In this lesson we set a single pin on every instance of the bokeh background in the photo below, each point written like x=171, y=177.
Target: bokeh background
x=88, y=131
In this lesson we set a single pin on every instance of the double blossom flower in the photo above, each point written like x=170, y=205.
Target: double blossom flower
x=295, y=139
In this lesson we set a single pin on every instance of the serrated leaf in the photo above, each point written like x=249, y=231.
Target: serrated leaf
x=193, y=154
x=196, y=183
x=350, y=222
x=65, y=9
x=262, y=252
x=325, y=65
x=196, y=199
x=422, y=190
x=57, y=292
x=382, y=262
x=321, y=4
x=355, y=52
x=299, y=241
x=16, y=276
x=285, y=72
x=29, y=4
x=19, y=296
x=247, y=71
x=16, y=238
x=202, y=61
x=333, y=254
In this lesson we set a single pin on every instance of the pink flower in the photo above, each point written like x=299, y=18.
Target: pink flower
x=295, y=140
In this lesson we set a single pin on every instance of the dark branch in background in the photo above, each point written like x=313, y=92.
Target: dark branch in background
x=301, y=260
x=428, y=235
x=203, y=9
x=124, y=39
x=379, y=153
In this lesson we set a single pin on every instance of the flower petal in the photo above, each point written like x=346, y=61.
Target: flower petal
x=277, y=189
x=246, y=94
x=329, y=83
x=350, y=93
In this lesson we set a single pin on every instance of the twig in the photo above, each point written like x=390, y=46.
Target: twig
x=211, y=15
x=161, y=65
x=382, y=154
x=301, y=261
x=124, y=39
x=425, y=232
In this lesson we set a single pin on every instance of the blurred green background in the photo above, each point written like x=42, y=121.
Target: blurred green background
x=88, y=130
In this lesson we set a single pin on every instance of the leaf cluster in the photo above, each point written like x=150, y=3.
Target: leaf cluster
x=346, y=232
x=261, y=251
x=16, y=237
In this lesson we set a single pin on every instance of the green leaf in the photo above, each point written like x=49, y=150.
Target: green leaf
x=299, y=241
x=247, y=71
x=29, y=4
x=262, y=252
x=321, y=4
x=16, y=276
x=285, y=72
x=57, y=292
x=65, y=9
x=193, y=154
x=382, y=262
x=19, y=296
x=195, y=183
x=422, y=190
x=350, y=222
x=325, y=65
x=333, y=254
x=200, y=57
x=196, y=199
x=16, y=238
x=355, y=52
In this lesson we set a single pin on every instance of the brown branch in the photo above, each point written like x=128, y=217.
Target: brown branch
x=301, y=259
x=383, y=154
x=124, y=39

● ● ● ●

▶ EXERCISE DESCRIPTION
Can you reproduce the listing from the line containing "like x=313, y=92." through the line containing "x=425, y=232", with both of those lines included, and scale every x and y coordinate in the answers by 0.3, rounding to whole numbers with halves going up? The request lines and the sample points inside them should stay as they are.

▶ THE ANSWER
In this lesson we set a single pin on every instance of the dark branch in background in the photo above, each point written like x=313, y=92.
Target: dark branch in background
x=90, y=78
x=128, y=71
x=61, y=3
x=37, y=12
x=114, y=46
In this lesson we set a single pin on every instance of the flower petal in the photo above, each point written like x=346, y=61.
Target: flower petal
x=83, y=57
x=74, y=28
x=99, y=25
x=105, y=28
In this lesson we set a single pin on every instance of the twig in the photo above, each point written like x=390, y=46.
Target: twig
x=63, y=5
x=48, y=20
x=115, y=46
x=90, y=78
x=37, y=12
x=128, y=70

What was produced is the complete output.